[Referring expression grounding data]

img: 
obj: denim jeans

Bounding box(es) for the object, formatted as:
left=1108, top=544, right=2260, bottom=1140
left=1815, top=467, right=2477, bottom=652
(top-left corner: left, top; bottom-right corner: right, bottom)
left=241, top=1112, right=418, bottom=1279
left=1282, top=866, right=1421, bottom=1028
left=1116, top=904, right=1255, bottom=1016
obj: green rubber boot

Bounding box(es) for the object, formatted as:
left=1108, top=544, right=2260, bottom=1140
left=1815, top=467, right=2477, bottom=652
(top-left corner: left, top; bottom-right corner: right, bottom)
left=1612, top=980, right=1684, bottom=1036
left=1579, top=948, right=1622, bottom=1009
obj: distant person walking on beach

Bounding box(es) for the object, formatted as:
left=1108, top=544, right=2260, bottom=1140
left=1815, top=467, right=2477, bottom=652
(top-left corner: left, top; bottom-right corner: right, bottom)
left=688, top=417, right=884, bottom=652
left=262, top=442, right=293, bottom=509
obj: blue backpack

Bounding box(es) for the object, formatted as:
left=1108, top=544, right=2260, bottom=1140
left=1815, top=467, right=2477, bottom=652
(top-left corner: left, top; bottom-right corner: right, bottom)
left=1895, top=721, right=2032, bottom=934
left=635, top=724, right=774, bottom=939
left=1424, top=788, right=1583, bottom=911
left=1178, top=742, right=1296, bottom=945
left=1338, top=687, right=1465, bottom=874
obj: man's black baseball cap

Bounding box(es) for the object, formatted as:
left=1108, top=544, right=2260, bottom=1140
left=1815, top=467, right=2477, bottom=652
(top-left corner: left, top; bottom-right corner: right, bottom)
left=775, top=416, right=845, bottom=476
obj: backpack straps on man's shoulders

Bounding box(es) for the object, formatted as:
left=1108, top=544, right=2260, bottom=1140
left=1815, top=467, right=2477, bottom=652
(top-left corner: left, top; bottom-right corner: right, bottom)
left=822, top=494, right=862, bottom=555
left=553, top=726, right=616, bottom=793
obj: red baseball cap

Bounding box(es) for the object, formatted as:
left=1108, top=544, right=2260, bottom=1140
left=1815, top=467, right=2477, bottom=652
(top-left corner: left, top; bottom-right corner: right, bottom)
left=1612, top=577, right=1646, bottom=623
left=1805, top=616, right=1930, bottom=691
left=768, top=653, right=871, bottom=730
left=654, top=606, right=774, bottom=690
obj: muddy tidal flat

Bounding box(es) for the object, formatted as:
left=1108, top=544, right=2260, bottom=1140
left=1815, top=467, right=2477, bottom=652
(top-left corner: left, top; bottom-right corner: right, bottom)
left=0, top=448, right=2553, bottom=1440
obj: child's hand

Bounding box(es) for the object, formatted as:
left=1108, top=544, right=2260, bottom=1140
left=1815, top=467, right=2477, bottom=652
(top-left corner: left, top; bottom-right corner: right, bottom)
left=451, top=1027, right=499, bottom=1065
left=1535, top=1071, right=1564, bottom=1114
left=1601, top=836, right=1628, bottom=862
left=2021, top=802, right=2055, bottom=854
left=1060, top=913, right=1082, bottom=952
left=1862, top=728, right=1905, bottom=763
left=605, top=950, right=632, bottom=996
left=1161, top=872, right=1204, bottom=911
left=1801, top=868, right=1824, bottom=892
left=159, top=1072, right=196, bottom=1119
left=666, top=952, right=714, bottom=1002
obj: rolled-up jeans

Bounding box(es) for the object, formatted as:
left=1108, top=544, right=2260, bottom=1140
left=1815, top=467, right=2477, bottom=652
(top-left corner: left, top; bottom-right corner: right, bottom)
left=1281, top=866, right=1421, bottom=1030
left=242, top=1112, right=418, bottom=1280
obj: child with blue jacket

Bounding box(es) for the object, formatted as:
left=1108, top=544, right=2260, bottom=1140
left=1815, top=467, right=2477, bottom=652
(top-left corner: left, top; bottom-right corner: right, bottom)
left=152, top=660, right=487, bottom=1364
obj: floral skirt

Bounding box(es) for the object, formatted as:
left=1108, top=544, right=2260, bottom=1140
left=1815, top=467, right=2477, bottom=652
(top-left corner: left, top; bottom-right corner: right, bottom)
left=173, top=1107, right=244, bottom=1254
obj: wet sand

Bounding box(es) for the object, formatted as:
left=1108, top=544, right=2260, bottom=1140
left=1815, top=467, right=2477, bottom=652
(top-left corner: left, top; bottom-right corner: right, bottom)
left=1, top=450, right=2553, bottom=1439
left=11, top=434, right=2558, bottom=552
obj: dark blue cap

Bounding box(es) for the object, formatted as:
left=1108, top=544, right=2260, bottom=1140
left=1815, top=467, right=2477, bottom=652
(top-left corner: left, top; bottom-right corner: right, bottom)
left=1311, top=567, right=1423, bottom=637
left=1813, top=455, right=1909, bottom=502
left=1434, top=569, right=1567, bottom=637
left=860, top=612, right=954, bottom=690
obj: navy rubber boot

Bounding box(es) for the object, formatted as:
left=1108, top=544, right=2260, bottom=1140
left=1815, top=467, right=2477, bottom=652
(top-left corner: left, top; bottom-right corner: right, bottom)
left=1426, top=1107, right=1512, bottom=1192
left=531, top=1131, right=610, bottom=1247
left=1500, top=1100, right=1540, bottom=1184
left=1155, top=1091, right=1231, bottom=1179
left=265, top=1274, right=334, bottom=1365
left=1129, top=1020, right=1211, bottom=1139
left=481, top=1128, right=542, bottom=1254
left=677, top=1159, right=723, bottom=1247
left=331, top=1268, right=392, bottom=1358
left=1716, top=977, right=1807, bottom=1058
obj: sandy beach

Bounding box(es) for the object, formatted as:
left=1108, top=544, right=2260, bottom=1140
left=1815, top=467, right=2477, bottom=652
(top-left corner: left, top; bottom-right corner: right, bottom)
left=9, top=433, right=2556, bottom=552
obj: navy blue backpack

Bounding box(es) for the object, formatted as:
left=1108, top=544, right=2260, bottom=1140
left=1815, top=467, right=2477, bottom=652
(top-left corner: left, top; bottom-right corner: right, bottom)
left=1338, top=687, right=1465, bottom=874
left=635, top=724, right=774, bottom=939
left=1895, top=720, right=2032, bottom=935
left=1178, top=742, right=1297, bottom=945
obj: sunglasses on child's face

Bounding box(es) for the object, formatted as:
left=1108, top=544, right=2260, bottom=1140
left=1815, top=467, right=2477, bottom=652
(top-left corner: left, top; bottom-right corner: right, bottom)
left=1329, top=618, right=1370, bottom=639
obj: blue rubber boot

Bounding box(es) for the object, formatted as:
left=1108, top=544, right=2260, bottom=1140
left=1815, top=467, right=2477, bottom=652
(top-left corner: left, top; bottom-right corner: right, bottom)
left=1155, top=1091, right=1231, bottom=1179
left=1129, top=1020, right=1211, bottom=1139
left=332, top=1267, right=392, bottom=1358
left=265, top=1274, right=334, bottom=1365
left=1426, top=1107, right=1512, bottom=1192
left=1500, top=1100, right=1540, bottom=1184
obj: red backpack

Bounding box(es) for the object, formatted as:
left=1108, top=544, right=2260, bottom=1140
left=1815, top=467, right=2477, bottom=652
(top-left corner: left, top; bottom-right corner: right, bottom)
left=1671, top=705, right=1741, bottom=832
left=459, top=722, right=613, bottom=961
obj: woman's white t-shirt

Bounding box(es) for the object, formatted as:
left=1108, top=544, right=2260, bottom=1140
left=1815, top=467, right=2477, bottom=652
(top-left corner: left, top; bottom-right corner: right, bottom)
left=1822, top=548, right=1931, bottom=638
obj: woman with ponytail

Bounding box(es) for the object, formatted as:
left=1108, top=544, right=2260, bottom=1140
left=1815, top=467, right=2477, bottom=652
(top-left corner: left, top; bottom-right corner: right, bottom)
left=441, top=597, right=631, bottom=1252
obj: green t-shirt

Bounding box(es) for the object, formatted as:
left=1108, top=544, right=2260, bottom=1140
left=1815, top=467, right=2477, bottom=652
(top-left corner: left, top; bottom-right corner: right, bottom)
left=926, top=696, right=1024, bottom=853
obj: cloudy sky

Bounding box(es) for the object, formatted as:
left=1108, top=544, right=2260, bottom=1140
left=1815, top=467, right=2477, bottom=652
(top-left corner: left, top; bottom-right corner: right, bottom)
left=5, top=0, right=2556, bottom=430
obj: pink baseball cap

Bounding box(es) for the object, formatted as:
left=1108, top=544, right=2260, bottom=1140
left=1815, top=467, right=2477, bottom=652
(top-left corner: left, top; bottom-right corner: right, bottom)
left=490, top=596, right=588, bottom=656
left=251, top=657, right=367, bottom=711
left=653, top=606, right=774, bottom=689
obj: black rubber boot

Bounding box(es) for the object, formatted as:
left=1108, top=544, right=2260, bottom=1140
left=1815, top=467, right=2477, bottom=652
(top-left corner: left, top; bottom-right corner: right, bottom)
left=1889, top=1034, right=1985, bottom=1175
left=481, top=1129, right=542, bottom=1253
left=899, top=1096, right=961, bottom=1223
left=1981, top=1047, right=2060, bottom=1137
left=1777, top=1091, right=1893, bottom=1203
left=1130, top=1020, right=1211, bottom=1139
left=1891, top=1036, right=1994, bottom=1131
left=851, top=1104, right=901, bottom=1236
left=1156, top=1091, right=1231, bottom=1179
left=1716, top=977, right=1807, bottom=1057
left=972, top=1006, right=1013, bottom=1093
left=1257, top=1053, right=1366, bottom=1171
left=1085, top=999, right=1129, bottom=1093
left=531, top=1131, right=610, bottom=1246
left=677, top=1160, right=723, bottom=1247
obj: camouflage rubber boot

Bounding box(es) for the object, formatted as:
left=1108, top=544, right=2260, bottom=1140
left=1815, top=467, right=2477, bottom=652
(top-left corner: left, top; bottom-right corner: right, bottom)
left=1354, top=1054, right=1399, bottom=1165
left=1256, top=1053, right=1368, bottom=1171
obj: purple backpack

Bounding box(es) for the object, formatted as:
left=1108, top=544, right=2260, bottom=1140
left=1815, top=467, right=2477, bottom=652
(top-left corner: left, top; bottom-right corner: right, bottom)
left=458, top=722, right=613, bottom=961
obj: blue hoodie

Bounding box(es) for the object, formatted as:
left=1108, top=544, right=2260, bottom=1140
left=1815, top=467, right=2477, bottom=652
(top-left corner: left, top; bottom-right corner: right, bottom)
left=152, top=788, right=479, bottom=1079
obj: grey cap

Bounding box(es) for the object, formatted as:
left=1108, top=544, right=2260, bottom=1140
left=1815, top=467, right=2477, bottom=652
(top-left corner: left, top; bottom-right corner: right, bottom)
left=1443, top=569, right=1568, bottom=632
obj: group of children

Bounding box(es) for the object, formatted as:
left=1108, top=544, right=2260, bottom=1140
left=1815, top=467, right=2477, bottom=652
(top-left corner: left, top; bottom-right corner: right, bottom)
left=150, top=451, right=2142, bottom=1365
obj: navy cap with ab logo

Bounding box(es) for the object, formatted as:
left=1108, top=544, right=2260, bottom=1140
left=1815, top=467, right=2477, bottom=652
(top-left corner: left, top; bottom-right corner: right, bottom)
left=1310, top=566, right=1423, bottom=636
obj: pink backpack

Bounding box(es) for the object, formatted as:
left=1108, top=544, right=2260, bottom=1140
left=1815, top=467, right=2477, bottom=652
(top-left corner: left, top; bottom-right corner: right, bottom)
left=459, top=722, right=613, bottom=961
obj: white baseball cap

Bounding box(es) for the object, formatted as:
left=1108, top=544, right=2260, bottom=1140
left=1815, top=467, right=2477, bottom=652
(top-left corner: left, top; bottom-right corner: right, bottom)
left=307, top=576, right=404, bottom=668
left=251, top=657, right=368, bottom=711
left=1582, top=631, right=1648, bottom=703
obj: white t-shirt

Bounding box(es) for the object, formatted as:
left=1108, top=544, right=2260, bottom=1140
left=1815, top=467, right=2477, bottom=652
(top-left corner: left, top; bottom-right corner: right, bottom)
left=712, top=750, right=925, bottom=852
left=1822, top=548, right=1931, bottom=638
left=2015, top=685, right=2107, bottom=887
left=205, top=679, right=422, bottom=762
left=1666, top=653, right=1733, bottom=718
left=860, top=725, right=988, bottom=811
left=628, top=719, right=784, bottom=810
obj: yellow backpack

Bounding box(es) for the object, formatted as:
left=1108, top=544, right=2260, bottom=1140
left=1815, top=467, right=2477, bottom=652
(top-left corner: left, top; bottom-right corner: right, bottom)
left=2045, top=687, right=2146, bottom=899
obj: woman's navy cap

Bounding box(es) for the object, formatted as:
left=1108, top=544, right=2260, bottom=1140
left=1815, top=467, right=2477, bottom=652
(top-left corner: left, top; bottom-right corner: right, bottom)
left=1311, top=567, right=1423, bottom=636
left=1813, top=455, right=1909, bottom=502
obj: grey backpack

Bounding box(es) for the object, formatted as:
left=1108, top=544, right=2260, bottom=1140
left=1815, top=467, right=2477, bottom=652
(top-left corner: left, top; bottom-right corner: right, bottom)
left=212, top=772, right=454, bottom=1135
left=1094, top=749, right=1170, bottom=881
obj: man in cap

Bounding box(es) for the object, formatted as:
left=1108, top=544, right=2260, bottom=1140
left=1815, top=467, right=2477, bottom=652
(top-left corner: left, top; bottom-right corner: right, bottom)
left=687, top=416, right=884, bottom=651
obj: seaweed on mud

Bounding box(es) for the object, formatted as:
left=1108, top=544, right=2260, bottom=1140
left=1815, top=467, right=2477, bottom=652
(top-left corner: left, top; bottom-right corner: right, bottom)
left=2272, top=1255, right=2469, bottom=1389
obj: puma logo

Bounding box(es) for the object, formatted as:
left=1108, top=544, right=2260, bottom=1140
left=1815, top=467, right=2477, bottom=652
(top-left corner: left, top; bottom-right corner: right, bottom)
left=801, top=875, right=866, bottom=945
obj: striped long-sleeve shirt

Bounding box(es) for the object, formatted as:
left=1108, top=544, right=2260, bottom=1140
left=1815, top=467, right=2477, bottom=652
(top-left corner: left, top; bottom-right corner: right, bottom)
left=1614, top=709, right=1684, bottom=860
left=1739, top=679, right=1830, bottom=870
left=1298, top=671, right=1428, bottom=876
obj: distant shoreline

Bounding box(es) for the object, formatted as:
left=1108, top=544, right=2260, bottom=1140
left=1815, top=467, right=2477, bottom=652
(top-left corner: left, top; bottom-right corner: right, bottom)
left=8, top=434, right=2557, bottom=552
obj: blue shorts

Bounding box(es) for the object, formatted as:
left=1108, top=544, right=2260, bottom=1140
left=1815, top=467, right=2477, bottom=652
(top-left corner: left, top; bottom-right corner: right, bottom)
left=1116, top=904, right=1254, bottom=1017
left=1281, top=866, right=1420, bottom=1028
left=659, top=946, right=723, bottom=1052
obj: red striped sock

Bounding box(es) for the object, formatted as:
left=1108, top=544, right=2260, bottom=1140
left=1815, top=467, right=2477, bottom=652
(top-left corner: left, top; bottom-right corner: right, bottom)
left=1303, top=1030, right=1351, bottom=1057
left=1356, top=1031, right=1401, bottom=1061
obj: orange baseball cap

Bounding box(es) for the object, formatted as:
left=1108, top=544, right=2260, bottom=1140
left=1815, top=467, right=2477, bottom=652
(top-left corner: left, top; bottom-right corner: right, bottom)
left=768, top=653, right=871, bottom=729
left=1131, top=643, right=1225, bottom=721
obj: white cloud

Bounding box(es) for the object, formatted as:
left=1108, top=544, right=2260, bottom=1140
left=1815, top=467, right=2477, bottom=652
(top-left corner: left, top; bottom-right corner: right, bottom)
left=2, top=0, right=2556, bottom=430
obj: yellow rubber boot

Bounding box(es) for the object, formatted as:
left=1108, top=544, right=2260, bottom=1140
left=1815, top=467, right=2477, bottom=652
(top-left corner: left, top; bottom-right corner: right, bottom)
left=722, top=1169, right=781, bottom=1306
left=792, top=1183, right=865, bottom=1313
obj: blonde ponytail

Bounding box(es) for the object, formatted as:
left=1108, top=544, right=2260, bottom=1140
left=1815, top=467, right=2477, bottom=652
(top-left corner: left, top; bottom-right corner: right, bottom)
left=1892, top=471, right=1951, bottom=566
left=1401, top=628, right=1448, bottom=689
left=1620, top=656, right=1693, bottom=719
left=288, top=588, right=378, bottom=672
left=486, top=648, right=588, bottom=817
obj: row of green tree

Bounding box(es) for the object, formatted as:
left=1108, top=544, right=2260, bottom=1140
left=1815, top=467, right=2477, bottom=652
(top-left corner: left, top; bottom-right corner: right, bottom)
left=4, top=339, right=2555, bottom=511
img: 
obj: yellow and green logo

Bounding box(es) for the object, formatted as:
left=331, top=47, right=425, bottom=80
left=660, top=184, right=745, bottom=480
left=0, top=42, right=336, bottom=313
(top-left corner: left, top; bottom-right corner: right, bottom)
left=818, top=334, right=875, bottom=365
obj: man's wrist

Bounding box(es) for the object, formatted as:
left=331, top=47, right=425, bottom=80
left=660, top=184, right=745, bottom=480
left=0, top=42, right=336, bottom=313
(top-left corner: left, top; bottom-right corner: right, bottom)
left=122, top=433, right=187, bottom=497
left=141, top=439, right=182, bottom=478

Problem
Among the entries above, how many lines contain the string "logo"? Write the number alone.

Exercise result
3